■ **SOURCE DATA**:
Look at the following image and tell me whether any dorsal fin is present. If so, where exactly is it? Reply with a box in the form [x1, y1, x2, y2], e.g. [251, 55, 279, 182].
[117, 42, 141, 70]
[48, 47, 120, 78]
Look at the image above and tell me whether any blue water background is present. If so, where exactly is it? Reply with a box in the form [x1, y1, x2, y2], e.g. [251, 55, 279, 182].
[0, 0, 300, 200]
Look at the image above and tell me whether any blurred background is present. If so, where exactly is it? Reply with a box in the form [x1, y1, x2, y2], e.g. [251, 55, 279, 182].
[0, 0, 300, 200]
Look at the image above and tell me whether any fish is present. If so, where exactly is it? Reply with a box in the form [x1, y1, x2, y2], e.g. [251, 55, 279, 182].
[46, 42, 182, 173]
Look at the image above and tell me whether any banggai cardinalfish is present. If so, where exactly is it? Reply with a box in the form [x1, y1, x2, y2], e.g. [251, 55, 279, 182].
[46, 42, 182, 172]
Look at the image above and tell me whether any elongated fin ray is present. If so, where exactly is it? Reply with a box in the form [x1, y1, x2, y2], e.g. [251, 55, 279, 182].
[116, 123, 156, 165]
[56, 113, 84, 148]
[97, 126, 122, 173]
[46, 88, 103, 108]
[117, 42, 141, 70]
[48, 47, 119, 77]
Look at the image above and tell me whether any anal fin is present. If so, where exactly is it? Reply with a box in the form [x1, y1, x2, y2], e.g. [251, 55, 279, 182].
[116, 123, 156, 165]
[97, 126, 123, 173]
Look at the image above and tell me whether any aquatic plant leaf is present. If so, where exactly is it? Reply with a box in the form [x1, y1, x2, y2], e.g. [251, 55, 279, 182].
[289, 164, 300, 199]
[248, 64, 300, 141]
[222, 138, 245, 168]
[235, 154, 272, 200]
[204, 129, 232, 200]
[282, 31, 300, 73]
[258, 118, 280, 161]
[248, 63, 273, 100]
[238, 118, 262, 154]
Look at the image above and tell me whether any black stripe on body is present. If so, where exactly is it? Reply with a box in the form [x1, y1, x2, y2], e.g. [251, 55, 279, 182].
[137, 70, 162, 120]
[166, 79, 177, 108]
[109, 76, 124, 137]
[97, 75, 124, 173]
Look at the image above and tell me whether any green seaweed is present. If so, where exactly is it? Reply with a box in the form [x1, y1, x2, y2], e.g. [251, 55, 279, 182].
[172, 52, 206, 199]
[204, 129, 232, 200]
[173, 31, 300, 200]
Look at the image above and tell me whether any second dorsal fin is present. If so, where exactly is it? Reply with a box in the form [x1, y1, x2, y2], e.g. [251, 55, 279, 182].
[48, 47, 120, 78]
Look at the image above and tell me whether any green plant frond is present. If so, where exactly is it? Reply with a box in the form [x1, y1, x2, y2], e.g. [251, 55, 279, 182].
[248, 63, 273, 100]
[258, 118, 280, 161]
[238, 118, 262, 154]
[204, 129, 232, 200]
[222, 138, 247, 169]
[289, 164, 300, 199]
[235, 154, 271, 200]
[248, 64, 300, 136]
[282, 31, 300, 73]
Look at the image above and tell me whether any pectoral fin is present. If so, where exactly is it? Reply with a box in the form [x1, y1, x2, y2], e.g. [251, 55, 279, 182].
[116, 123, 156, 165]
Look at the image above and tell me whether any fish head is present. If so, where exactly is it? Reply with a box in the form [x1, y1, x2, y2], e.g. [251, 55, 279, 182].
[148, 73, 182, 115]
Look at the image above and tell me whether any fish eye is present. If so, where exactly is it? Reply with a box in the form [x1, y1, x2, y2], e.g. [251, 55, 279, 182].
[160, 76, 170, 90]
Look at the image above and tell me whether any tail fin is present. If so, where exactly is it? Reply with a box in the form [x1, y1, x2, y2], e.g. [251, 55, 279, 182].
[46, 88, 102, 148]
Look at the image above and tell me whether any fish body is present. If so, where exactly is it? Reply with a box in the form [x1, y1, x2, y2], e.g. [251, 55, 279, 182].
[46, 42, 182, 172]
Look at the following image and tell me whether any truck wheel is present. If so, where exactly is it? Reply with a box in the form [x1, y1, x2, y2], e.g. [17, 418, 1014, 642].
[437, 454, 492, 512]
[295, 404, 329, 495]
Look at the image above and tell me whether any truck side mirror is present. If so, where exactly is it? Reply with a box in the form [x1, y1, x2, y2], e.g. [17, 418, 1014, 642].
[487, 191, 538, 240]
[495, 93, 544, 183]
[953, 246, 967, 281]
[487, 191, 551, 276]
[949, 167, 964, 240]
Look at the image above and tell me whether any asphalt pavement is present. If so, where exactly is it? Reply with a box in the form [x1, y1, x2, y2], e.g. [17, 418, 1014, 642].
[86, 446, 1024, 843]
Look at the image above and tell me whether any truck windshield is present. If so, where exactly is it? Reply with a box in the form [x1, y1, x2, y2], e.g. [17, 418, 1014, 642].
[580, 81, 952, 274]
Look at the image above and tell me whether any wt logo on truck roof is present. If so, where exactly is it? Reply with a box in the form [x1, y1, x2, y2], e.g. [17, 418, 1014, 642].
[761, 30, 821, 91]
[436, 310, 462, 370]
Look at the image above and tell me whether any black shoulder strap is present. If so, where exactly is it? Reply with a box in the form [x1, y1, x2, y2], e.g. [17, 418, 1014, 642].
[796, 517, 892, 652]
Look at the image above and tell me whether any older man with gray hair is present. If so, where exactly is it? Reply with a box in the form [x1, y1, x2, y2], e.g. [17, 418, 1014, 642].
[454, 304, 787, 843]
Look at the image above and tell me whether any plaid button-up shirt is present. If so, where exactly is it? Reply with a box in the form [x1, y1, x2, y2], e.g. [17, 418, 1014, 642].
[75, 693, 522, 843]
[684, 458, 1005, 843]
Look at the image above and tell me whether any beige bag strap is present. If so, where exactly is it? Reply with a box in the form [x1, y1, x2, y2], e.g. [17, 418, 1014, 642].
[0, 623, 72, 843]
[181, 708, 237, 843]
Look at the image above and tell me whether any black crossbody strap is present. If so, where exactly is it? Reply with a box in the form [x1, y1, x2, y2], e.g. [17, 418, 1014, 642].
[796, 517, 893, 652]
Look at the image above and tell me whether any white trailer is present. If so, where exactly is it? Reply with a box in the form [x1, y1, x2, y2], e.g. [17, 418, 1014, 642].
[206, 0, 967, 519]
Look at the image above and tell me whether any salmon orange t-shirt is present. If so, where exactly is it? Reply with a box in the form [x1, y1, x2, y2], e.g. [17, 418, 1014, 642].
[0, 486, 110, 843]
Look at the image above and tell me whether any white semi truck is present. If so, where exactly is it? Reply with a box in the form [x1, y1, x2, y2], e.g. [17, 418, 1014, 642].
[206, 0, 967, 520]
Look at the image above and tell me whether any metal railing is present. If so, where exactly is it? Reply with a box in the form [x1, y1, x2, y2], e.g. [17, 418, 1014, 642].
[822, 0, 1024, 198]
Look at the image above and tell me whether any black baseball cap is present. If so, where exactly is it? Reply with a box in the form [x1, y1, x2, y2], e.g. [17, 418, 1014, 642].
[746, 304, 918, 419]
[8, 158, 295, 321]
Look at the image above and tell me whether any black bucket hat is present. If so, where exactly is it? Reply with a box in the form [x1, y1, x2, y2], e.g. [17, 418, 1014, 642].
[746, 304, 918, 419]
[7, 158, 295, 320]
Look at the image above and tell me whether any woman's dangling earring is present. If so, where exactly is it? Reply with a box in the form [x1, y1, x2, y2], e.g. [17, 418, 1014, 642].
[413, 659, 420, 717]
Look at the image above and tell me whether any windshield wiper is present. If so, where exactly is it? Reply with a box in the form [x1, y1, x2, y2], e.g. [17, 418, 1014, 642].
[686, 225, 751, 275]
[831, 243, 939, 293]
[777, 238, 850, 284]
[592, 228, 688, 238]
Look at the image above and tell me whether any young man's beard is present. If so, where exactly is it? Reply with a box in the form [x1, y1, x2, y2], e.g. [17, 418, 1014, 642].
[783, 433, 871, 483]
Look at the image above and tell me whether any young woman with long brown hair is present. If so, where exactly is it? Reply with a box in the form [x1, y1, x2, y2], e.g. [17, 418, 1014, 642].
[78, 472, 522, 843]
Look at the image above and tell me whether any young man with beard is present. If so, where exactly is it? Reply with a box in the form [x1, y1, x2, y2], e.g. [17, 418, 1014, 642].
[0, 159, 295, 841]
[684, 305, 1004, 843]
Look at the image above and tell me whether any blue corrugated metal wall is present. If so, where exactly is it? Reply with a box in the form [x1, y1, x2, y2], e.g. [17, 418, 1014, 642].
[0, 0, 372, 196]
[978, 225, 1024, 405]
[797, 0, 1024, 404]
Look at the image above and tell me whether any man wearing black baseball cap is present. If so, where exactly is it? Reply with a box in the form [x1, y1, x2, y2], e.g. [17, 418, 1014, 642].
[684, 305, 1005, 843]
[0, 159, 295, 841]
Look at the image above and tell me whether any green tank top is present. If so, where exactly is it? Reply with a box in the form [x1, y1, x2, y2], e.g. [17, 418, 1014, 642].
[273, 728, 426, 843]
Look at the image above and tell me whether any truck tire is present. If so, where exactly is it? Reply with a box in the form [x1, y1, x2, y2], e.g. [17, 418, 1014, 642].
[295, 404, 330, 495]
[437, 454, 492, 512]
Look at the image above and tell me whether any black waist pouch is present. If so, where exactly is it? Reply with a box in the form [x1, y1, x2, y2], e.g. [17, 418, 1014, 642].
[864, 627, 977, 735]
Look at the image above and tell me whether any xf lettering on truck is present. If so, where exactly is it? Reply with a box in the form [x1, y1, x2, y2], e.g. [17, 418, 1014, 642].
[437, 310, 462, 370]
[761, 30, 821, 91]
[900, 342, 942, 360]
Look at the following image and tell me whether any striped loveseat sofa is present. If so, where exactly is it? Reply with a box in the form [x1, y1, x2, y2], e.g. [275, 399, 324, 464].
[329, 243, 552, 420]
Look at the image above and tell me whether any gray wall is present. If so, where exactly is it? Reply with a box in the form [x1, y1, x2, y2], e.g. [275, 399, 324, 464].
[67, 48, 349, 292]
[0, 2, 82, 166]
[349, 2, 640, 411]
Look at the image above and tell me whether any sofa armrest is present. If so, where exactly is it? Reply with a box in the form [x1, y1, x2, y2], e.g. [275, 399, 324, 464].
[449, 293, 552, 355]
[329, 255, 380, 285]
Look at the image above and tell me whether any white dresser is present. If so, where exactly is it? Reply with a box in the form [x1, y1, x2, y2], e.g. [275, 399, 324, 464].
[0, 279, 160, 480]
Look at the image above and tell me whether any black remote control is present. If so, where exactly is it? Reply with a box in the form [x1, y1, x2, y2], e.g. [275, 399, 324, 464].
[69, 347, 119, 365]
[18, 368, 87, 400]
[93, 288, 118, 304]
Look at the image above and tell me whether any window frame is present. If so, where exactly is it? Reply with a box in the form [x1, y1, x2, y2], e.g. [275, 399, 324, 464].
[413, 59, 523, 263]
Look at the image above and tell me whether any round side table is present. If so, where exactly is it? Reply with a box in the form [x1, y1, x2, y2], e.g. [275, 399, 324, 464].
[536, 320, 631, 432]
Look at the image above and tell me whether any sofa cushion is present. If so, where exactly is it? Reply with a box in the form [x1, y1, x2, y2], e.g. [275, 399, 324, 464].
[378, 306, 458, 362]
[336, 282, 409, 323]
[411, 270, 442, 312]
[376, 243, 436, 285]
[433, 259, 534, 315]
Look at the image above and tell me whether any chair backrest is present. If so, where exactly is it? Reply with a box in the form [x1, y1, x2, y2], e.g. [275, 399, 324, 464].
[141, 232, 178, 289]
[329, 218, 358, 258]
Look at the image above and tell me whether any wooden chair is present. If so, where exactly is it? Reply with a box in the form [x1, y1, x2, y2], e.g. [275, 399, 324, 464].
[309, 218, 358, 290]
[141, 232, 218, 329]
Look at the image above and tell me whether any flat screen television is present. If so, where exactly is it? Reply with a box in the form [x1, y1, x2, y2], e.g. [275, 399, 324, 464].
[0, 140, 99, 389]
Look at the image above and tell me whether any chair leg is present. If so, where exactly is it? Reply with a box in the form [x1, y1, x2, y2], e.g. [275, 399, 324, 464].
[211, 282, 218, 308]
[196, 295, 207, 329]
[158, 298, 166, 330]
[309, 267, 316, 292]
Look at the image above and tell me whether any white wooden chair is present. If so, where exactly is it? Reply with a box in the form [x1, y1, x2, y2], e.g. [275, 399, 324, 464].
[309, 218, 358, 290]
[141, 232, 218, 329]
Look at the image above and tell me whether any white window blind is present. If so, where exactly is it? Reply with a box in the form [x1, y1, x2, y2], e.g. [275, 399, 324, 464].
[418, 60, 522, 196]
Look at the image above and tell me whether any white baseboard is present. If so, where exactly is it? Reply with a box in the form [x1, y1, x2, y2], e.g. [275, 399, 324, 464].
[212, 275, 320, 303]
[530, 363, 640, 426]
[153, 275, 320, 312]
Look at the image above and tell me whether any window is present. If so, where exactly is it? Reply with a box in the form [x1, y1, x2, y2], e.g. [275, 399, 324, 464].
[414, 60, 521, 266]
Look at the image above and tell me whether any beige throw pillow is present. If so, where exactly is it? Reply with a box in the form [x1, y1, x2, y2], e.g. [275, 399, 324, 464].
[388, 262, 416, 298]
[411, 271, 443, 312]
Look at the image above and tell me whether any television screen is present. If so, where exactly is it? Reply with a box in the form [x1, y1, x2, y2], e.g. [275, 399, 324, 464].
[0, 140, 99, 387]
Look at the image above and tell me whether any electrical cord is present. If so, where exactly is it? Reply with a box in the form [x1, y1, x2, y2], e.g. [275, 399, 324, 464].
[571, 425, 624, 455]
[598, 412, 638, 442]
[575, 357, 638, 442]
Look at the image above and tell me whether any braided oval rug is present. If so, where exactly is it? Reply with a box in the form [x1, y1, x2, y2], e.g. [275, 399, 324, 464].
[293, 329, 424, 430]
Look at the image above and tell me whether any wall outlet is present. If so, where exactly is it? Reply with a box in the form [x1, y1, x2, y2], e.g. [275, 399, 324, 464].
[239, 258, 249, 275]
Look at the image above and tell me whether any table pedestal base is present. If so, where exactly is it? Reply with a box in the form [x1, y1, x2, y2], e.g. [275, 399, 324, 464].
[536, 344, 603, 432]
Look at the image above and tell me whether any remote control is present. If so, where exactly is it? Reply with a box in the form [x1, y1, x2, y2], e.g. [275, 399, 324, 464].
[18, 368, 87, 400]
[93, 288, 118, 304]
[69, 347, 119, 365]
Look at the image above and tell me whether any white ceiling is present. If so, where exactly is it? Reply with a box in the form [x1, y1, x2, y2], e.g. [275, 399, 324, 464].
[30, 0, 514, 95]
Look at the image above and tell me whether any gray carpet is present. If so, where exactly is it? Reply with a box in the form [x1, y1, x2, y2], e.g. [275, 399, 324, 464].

■ **WORK INSTRUCTIONS**:
Convert the lines above into a Markdown table with the columns Row and Line, giving each non-blank line its own numbered row. Begin with the line that contains "Look at the image above and tell me whether any metal" and stop after the line that contains "[413, 659, 420, 717]".

■ **ANSWER**:
| Row | Line |
|---|---|
| 1 | Look at the image above and tell me whether any metal railing is present. If so, where exactly is it? Reply with a box in the form [x1, y1, x2, y2], e.g. [17, 418, 1014, 642]. |
| 2 | [822, 0, 1024, 198] |
| 3 | Look at the image above and tell me whether any black baseball cap is present. If so, where exactly is it? Reply with a box in the form [x1, y1, x2, y2], e.g. [17, 418, 1014, 642]. |
| 4 | [746, 304, 918, 419] |
| 5 | [8, 158, 295, 321] |
| 6 | Look at the image above and tell me whether any black bucket hat is present. If so, where exactly is it? Reply with a box in the form [x1, y1, x2, y2], e.g. [17, 418, 1014, 642]. |
| 7 | [746, 304, 918, 419] |
| 8 | [7, 158, 295, 320] |
| 9 | Look at the image above and tell me whether any woman's dangling earring is present. If so, where exactly is it? Reply with a box in the form [x1, y1, x2, y2], e.g. [17, 418, 1014, 642]. |
| 10 | [413, 659, 420, 717] |